===== EXTRACTED RECORDS

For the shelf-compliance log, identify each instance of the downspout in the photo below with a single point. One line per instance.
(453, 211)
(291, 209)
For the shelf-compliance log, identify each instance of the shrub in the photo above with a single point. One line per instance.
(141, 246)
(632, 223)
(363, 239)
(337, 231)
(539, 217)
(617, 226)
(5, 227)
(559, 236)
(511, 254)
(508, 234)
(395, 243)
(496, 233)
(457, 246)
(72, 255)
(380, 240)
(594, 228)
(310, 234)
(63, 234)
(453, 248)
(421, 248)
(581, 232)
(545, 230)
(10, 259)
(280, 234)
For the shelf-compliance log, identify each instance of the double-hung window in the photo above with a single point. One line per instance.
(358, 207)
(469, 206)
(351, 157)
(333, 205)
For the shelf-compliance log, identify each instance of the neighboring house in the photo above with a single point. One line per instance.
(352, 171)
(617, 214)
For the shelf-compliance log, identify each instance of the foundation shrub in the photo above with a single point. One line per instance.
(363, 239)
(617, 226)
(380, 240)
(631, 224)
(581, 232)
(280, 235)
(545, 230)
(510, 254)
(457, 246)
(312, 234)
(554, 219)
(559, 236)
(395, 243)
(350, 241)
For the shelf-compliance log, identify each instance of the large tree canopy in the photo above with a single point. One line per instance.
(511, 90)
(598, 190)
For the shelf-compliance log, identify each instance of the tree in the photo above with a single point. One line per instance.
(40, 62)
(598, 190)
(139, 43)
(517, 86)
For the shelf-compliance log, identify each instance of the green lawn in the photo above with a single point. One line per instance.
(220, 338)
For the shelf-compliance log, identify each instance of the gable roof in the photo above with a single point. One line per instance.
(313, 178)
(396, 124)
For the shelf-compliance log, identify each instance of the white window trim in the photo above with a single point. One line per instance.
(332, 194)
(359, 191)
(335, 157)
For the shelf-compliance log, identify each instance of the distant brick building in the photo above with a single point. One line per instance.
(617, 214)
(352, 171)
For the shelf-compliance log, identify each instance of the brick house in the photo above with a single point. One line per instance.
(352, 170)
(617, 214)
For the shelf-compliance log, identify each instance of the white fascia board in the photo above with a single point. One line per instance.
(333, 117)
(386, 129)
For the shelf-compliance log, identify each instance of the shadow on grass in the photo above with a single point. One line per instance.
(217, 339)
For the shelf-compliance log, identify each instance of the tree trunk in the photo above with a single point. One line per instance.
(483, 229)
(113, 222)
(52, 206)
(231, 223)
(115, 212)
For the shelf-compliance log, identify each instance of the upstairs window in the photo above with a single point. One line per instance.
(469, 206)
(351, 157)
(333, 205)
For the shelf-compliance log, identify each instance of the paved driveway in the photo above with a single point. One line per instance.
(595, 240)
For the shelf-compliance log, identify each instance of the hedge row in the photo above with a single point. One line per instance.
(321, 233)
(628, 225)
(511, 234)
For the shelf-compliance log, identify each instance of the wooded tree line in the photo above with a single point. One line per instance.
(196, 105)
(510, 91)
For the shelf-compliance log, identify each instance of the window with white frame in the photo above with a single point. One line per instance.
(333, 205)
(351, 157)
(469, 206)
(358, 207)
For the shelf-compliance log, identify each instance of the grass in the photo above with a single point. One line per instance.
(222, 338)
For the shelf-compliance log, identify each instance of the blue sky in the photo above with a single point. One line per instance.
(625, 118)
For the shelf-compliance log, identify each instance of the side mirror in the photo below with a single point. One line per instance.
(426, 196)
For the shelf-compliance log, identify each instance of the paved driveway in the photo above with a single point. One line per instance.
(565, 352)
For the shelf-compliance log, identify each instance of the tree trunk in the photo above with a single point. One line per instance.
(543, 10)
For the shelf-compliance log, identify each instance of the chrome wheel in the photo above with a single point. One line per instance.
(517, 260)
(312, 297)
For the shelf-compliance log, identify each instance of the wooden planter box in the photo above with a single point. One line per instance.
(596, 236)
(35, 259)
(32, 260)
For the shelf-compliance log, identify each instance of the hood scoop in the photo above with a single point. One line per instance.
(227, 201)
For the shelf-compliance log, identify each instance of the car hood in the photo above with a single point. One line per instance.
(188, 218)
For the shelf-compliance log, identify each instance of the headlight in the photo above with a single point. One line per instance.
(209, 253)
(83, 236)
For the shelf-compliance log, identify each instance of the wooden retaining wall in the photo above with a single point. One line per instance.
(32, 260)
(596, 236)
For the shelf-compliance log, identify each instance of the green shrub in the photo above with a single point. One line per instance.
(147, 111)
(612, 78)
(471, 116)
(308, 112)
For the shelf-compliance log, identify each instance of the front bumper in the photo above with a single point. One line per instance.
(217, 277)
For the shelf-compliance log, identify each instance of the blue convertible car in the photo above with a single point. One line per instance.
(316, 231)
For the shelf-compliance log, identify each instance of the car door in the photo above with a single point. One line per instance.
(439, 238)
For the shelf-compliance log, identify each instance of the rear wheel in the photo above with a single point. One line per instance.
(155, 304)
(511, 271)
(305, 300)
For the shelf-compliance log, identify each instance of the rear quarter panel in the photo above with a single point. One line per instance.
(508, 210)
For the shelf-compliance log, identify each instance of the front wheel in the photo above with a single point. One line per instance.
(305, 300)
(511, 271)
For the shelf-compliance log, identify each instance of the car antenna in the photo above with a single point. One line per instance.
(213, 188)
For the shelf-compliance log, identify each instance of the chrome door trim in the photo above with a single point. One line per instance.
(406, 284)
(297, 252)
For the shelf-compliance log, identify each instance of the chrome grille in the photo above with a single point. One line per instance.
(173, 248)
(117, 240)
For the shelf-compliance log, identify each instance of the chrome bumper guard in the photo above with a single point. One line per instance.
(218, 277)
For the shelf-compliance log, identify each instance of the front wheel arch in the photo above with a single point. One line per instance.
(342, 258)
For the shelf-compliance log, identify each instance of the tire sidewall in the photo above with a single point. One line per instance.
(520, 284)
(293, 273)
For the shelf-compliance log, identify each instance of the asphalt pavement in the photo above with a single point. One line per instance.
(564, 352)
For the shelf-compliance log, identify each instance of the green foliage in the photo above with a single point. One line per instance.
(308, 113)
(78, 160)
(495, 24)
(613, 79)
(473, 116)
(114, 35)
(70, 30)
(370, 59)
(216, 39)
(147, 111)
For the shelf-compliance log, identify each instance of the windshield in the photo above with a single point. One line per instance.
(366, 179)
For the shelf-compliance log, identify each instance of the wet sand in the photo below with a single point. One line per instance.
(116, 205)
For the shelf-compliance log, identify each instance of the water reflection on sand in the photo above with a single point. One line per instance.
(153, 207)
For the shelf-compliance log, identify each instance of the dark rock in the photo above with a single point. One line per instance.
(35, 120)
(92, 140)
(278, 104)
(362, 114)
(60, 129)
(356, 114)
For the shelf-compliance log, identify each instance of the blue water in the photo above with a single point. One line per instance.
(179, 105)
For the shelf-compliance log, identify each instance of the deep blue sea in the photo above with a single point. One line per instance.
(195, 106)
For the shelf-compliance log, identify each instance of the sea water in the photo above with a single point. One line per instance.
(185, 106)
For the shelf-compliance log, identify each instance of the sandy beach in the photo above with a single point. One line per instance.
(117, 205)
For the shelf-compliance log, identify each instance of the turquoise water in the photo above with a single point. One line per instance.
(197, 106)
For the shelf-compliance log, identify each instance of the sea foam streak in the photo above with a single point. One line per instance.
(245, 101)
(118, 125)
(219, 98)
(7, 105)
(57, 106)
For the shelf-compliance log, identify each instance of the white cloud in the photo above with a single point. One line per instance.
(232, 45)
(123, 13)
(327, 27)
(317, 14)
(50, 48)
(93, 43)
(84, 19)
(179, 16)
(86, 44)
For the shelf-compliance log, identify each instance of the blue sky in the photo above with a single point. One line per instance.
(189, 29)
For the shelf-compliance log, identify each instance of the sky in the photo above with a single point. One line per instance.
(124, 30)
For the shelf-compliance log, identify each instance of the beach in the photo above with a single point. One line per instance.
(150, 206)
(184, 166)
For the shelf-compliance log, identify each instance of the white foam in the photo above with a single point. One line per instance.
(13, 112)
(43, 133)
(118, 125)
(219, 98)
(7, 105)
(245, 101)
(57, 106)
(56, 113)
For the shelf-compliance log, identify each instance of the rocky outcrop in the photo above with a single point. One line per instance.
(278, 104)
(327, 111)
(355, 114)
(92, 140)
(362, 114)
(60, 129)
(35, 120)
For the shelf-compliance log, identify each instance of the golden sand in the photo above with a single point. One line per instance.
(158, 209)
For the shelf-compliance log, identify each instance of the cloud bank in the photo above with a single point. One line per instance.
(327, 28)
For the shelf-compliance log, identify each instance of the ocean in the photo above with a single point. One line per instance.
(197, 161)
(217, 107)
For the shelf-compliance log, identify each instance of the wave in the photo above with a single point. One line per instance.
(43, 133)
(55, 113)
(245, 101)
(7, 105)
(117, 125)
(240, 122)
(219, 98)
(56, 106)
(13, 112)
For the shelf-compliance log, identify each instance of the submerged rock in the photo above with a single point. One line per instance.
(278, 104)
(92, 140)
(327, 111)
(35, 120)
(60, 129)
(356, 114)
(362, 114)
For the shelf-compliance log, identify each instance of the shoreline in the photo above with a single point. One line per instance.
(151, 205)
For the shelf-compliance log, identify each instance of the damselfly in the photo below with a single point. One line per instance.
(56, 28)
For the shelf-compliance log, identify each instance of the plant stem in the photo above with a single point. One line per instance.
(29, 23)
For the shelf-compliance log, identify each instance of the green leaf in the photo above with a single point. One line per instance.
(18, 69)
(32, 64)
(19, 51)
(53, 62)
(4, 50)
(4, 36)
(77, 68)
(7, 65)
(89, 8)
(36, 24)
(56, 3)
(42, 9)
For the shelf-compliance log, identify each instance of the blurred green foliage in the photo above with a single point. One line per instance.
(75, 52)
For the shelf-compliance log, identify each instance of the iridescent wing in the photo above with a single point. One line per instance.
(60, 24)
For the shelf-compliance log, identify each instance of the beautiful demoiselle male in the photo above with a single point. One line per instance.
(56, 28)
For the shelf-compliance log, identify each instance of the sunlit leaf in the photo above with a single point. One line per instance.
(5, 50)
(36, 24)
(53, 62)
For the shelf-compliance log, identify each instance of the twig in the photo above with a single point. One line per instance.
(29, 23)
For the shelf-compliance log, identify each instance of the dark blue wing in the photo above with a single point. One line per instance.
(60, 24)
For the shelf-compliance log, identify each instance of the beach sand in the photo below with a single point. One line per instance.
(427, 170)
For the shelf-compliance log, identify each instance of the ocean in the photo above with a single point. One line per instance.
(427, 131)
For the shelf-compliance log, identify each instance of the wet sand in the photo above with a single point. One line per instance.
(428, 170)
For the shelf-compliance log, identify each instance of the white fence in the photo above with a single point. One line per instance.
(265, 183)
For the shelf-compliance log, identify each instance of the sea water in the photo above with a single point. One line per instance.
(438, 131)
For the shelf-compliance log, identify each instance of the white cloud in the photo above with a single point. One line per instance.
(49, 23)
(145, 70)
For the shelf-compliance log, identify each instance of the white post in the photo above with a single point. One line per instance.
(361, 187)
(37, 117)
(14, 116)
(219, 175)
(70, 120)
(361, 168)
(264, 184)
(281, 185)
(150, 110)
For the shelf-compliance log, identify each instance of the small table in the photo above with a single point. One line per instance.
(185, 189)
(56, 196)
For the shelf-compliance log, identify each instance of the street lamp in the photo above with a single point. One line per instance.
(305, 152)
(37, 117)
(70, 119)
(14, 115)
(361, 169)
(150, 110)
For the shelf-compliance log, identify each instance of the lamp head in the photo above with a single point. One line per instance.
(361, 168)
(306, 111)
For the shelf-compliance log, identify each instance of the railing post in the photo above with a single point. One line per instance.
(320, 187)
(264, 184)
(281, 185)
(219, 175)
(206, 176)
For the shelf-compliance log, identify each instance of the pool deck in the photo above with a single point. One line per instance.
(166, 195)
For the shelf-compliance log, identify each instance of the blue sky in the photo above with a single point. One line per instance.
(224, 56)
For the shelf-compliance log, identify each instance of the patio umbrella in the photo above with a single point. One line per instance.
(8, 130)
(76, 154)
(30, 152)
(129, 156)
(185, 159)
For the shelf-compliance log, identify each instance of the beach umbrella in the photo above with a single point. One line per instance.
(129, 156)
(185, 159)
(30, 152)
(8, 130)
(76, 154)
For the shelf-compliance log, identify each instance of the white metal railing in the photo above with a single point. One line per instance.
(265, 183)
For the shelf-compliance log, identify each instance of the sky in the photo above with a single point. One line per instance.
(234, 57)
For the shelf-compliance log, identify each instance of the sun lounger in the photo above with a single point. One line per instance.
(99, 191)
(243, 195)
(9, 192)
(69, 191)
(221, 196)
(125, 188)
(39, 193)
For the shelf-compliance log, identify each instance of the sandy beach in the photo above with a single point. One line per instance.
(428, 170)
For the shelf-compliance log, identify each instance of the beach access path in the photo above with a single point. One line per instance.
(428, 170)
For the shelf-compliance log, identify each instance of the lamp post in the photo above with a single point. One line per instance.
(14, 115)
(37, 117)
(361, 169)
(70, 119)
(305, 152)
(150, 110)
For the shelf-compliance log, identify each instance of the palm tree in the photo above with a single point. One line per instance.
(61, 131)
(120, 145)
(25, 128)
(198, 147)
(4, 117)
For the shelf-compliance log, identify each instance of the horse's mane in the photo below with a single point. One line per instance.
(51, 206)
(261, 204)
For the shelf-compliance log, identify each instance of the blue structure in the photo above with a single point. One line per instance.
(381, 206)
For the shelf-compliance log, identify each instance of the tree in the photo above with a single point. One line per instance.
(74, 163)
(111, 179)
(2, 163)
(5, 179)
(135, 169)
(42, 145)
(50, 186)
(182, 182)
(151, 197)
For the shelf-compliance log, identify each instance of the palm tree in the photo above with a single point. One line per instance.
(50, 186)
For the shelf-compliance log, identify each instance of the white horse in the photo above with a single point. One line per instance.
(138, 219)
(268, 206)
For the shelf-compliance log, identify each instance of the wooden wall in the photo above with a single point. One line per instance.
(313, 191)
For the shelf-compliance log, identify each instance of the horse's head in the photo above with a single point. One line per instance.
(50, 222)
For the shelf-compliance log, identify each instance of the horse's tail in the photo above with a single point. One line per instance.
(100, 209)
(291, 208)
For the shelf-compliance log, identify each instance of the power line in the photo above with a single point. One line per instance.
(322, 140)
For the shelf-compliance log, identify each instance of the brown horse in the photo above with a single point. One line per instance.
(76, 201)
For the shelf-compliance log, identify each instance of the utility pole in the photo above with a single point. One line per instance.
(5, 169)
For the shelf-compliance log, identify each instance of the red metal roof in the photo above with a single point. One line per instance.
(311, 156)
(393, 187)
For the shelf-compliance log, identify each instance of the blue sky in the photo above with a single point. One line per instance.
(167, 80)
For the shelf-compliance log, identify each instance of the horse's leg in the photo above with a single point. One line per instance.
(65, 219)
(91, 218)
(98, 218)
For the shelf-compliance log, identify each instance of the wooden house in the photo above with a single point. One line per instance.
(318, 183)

==========

• _AIM OF THE TASK_
Begin with the line that contains "For the shelf-compliance log, identify each instance of the red" and end with the last line of the records; set down every line in that span exactly, and nothing else.

• _RESPONSE FOR THIS EXERCISE_
For the shelf-compliance log, identify each instance of the red metal roof in the photo above with a single point. One line per instance.
(311, 156)
(393, 187)
For the shelf-compliance log, identify each instance of the blue sky in the photo above with a single point. One line per instance.
(167, 80)
For the shelf-compliance log, identify each instance of the horse's leg in the photo above with a single point. One line per instance.
(65, 219)
(91, 218)
(98, 218)
For the shelf-compliance log, identify each instance of the wooden house in the photo above with a single point. One line per instance.
(318, 183)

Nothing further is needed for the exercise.